Exercise description: Work through the listing below, copying each line that carries the word "brown".

Data provided:
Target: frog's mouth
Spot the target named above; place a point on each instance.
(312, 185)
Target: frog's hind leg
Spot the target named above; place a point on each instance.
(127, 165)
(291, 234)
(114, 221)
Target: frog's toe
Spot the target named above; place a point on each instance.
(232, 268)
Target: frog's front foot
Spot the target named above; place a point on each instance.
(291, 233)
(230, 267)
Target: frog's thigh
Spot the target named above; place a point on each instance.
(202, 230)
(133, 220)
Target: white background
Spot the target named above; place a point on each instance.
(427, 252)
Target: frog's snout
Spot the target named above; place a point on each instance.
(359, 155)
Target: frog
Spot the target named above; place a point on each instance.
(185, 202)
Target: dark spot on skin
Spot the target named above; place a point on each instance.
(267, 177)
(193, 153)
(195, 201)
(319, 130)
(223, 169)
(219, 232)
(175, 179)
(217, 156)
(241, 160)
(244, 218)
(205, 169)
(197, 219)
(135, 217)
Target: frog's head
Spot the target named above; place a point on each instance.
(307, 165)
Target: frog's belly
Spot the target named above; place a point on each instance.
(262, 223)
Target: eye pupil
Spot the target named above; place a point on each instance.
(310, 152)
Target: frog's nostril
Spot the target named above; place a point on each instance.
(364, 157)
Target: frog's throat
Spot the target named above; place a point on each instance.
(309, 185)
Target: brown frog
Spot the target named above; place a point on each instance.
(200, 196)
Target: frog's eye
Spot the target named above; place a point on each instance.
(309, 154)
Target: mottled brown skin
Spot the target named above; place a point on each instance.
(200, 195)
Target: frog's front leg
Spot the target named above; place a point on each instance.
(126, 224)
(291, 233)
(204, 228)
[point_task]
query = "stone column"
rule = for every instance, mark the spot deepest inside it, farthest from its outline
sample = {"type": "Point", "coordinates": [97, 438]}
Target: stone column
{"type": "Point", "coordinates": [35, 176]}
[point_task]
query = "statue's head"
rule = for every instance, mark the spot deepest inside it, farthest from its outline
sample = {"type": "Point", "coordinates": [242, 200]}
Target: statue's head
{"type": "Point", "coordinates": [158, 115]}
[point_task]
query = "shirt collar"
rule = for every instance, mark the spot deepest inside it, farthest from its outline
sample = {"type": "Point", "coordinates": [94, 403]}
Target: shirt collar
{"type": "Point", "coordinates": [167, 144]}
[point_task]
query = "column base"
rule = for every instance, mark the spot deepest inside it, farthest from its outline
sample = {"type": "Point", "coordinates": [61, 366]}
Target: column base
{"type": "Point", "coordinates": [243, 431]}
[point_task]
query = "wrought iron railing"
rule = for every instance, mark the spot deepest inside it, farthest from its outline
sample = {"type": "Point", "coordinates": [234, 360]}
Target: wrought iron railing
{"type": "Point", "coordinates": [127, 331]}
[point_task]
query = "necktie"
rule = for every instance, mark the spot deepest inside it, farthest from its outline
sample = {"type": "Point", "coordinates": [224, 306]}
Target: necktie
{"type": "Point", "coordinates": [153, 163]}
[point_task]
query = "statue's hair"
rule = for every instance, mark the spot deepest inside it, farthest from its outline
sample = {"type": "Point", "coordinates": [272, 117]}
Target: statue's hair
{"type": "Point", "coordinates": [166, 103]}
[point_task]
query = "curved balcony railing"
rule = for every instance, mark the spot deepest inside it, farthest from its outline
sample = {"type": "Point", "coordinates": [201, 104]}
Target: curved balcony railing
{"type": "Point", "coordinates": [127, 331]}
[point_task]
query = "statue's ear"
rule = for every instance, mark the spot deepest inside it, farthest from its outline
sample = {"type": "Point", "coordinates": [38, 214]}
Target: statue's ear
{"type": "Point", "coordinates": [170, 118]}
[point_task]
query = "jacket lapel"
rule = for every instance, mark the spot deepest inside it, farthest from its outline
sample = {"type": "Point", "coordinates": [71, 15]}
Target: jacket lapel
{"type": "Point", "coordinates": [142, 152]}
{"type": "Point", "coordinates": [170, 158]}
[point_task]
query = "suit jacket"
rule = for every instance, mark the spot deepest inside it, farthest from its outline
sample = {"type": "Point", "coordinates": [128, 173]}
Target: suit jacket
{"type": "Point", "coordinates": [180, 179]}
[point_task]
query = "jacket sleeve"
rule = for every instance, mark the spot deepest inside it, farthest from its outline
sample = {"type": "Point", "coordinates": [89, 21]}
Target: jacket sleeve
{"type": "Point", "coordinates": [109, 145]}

Answer space:
Target: brown frog
Target: mottled brown skin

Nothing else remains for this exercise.